Comment avez-vous ancrer l’opéra dans le territoire ?

Rappelons une chose. Dès le départ, nous avons embauché des jeunes du territoire via notamment une mission locale qui était très dynamique. Nous avons aussi rapidement mis sur pied un service actions culturelles pour que les gens du quartier s’approprient le lieu. Je dirais qu’il a fallu 7-8 ans pour que la fréquentation massicoise s’installe. Au départ, les habitants représentaient 10 à 15% du public. Aujourd’hui, on est plutôt sur 30%. Nos générales sont toujours ouvertes gratuitement aux habitants qui ne seraient encore jamais venus. Et on a une offre à 10 € le billet pour les étudiants.

Si vous deviez choisir trois moments parmi ces trente ans d’opéra ?

L’inauguration, évidemment, en présence de la grande mezzo-soprano Teresa Berganza. Un moment très fort parce qu’elle a salué absolument tout le monde. Pour le reste, c’est dur parce que, des bons moments ici, j’en ai énormément. Heureusement d’ailleurs ! Disons la mise en scène complètement folle de Carmen en 2003 par Henri Lazarini. C’était sa première mise-en-scène et il avait même fait venir des chevaux sur scène ! Je pense aussi au Madame Butterfly mis en scène en 2007 par Mireille Larroche. Si on ne pleurait pas durant ce spectacle, alors ce n’était même plus la peine de retourner au théâtre ensuite !

- - - - -

Petit exercice A: Dans les entrées, commencez à la ligne qui contient "task | place a point on the sea" et arrêtez-vous après celle qui contient "x=134, y=200". Recopiez ces lignes en mettant "reference" à la place de "sample", sans rien changer d'autre.
Le texte et les entrées n'ont aucun rapport entre eux.

- - - - -

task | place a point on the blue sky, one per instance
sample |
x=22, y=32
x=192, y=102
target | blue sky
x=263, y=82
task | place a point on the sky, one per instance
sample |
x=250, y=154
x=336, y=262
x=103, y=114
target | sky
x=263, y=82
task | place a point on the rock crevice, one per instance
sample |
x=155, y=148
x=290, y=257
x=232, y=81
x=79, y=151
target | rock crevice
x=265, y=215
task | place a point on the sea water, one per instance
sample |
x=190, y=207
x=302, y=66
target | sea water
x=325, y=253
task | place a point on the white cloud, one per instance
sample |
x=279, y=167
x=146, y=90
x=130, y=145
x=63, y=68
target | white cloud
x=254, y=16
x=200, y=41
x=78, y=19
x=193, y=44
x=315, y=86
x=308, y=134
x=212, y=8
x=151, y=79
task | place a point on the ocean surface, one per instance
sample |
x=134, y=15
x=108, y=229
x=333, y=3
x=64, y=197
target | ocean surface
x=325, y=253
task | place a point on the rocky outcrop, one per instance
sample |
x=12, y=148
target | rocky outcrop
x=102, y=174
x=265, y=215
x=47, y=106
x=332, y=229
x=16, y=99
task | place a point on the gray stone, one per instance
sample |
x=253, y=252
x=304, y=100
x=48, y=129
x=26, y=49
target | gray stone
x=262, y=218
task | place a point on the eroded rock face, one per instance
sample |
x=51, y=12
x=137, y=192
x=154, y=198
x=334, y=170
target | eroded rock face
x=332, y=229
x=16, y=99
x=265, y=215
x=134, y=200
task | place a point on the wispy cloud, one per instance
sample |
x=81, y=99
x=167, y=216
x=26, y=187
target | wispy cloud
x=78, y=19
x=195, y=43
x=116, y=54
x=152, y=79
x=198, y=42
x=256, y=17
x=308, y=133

- - - - -

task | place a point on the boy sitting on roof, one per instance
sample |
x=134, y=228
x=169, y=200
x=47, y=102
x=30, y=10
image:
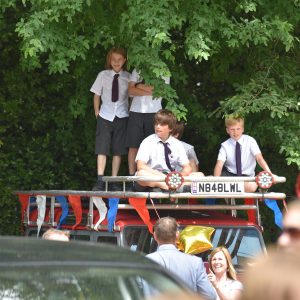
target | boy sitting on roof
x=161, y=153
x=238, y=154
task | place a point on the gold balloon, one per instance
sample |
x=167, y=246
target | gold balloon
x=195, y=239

- - - - -

Petit exercice B: Poursuivez l'entretien sur l'opéra après sa dernière réponse.

Résultat A:
task | place a point on the sea water, one per instance
reference |
x=190, y=207
x=302, y=66
target | sea water
x=325, y=253
task | place a point on the white cloud, one per instance
reference |
x=279, y=167
x=146, y=90
x=130, y=145
x=63, y=68
target | white cloud
x=254, y=16
x=200, y=41
x=78, y=19
x=193, y=44
x=315, y=86
x=308, y=134
x=212, y=8
x=151, y=79
task | place a point on the ocean surface, one per instance
reference |
x=134, y=15
x=108, y=229
x=333, y=3
x=64, y=197
target | ocean surface
x=325, y=253
task | place a point on the rocky outcrop, one per instance
reference |
x=12, y=148
target | rocky outcrop
x=102, y=174
x=265, y=215
x=47, y=106
x=332, y=229
x=16, y=99
task | place a point on the gray stone, one per instance
reference |
x=253, y=252
x=304, y=100
x=48, y=129
x=26, y=49
target | gray stone
x=262, y=218
task | place a point on the eroded rock face, one per instance
reference |
x=51, y=12
x=137, y=192
x=154, y=198
x=334, y=170
target | eroded rock face
x=332, y=229
x=16, y=99
x=265, y=215
x=134, y=200

Résultat B:
Vous proposez une semaine de festivités du 7 au 14 octobre pour célébrer cet anniversaire. Quel est le programme ?

Il y aura tout d’abord un grand gala avec l’orchestre de l’opéra de Massy le 6 octobre, l’occasion d’entendre ou de réentendre des airs fameux de Rossini, Verdi ou Bizet. Nous voulions aussi montrer que l’opéra est ouvert à la jeunesse. Dimanche 8, c’est donc l’orchestre des étudiants de Paris-Saclay qui prendra les commandes. Le 11 octobre, l’Académie internationale de comédie musicale proposera une soirée très Broadway. Enfin le 14 octobre se tiendra un happening dansé sur le parvis de l’opéra. 

Cette année, plusieurs maisons d’opéra ont tiré la sonnette d’alarme quant à leurs difficultés financières. L’Opéra national du Rhin a dû annuler un spectacle. Celui de Rouen a dû fermer cinq semaines. Qu’en est-il de Massy ?

Les maisons d’opéra sont en pleine mutation. En ce qui nous concerne, nous sommes l’une de celles en France avec le plus petit budget. La première année, le budget global s’élevait à 500 000 francs. Nous faisons donc attention aux dépenses et nous cherchons des recettes annexes via la location de salles par exemple. Beaucoup de mes collègues ont aussi eu des difficultés en raison de baisses de subvention. Nous ne sommes pas meilleurs que les autres mais, par exemple, nous n’avons pas eu à souffrir de réduction budgétaire. 

Selon vous, à quoi ressemblera l’opéra dans 30 ans ? Se devra-t-il d’adopter des formes plus modestes ? Sera-t-il aussi plus soucieux d’écologie ?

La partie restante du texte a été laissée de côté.